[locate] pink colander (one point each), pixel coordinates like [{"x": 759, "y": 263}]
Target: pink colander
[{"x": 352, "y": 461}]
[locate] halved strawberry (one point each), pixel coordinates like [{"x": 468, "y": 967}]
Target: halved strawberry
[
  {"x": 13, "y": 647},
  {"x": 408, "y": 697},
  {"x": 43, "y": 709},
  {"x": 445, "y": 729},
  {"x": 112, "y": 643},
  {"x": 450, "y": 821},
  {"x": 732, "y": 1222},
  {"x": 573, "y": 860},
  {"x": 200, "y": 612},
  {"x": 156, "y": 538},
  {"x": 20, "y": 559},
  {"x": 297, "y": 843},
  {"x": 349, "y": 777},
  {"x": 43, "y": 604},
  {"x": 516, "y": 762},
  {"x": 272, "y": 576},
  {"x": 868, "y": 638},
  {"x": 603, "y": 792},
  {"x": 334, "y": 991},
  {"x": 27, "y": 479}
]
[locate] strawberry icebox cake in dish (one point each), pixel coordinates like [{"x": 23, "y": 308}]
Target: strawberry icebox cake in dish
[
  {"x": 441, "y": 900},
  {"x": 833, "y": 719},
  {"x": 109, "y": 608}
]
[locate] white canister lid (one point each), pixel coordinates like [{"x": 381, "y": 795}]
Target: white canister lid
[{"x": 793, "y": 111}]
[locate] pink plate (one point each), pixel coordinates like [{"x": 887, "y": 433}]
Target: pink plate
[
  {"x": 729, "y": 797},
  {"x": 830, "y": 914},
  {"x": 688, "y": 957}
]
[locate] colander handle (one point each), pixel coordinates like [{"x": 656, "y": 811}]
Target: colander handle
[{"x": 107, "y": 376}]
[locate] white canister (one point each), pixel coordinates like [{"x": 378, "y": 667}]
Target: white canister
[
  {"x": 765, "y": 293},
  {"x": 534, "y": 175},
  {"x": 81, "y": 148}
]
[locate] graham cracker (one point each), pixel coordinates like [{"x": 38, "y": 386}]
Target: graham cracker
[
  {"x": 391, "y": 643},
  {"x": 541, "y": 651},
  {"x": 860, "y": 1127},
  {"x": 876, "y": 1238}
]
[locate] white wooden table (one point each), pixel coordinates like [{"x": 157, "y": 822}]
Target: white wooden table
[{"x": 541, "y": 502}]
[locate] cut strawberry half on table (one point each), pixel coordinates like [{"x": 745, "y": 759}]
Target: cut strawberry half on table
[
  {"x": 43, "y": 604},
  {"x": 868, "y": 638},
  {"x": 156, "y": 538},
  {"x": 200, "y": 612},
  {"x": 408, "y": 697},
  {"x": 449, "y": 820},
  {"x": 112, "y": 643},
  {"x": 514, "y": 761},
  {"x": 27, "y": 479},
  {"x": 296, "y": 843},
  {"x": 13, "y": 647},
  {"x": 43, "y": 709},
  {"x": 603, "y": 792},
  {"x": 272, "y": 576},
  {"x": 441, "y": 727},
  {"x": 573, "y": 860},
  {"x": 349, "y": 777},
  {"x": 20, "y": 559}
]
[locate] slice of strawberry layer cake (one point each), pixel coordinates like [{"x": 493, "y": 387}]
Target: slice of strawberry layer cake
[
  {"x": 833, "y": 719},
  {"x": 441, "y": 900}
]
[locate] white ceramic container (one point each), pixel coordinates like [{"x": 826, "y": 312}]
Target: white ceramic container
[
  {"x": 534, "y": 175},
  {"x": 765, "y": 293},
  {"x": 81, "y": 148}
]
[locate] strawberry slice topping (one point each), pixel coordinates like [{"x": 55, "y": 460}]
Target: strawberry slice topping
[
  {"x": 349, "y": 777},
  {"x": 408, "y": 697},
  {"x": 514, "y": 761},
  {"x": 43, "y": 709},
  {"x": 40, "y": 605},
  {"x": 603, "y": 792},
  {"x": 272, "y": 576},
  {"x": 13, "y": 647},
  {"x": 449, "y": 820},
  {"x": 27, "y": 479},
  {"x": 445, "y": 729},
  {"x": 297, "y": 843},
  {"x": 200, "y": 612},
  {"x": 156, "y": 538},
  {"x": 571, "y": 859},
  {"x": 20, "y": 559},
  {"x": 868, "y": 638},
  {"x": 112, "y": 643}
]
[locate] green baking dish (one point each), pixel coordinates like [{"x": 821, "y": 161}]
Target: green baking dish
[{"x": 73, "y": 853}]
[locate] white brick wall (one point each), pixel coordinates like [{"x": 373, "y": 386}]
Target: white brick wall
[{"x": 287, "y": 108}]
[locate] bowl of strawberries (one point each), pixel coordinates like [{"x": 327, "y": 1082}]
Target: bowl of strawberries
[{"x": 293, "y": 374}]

---*---

Each of the entries must be set down exactly, none omitted.

[locate] pink colander (one point each), pixel coordinates like [{"x": 759, "y": 263}]
Target: pink colander
[{"x": 352, "y": 461}]
[locate] halved strawberry (one point each), pixel coordinates like [{"x": 468, "y": 967}]
Target: halved strawberry
[
  {"x": 13, "y": 647},
  {"x": 408, "y": 697},
  {"x": 43, "y": 709},
  {"x": 445, "y": 729},
  {"x": 112, "y": 643},
  {"x": 450, "y": 821},
  {"x": 732, "y": 1222},
  {"x": 573, "y": 860},
  {"x": 200, "y": 612},
  {"x": 156, "y": 538},
  {"x": 20, "y": 559},
  {"x": 297, "y": 843},
  {"x": 349, "y": 777},
  {"x": 43, "y": 604},
  {"x": 516, "y": 762},
  {"x": 272, "y": 576},
  {"x": 868, "y": 638},
  {"x": 603, "y": 792},
  {"x": 334, "y": 991},
  {"x": 27, "y": 479}
]
[locate] strawberry icebox cake in dish (one point each), pixel coordinates like [{"x": 23, "y": 308}]
Target: strawberry icebox cake in dish
[
  {"x": 441, "y": 900},
  {"x": 833, "y": 719},
  {"x": 109, "y": 608}
]
[locate] white canister lid (one point each), pixel coordinates like [{"x": 381, "y": 795}]
Target: white canister lid
[{"x": 793, "y": 111}]
[locate] pink plate (one point each), pixel coordinates like [{"x": 887, "y": 433}]
Target: pink plate
[
  {"x": 729, "y": 797},
  {"x": 830, "y": 914},
  {"x": 688, "y": 957}
]
[locate] colander handle (one point each), pixel coordinates like [{"x": 656, "y": 811}]
Target: colander handle
[{"x": 107, "y": 376}]
[locate] white canister (one point each), pixel coordinates like [{"x": 378, "y": 667}]
Target: white canister
[
  {"x": 765, "y": 293},
  {"x": 534, "y": 175},
  {"x": 81, "y": 148}
]
[locate] graham cracker (one point each), pixel coordinates like [{"x": 38, "y": 386}]
Target: graham cracker
[
  {"x": 391, "y": 643},
  {"x": 541, "y": 651},
  {"x": 860, "y": 1127},
  {"x": 876, "y": 1238}
]
[locate] white wooden table (one point each), pixel coordinates like [{"x": 157, "y": 822}]
Target: white wooden table
[{"x": 541, "y": 502}]
[locate] cut strawberry half on table (one point each), pixel coordinates like [{"x": 745, "y": 759}]
Target: cut strawberry half on table
[
  {"x": 43, "y": 604},
  {"x": 868, "y": 638},
  {"x": 156, "y": 538},
  {"x": 200, "y": 612},
  {"x": 408, "y": 697},
  {"x": 449, "y": 820},
  {"x": 112, "y": 643},
  {"x": 514, "y": 761},
  {"x": 27, "y": 479},
  {"x": 296, "y": 843},
  {"x": 13, "y": 647},
  {"x": 43, "y": 709},
  {"x": 603, "y": 792},
  {"x": 272, "y": 576},
  {"x": 441, "y": 727},
  {"x": 573, "y": 860},
  {"x": 349, "y": 777},
  {"x": 20, "y": 559}
]
[locate] slice of strawberry layer cake (one point each), pixel coordinates like [{"x": 493, "y": 387}]
Target: slice of strawberry layer cake
[
  {"x": 833, "y": 719},
  {"x": 441, "y": 900}
]
[locate] white ceramic container (one point each), pixel coordinates like [{"x": 826, "y": 312}]
Target: white ceramic container
[
  {"x": 534, "y": 175},
  {"x": 765, "y": 293},
  {"x": 81, "y": 148}
]
[locate] strawberry slice topping (one point each), pixel coordinates like [{"x": 55, "y": 460}]
Target: strawberry slice topping
[
  {"x": 349, "y": 777},
  {"x": 408, "y": 697},
  {"x": 514, "y": 761},
  {"x": 43, "y": 709},
  {"x": 40, "y": 605},
  {"x": 603, "y": 792},
  {"x": 272, "y": 576},
  {"x": 13, "y": 647},
  {"x": 449, "y": 820},
  {"x": 27, "y": 479},
  {"x": 445, "y": 729},
  {"x": 297, "y": 843},
  {"x": 200, "y": 612},
  {"x": 156, "y": 538},
  {"x": 571, "y": 859},
  {"x": 20, "y": 559},
  {"x": 868, "y": 638},
  {"x": 112, "y": 643}
]
[locate] green baking dish (one point each), pixel coordinates like [{"x": 821, "y": 161}]
Target: green baking dish
[{"x": 73, "y": 853}]
[locate] white brick wall (one point each), pixel coordinates like [{"x": 373, "y": 386}]
Target: white brick wall
[{"x": 287, "y": 108}]
[locate] bowl of strawberries (one point each), pixel coordinates like [{"x": 327, "y": 1082}]
Target: bowl of strawberries
[{"x": 293, "y": 374}]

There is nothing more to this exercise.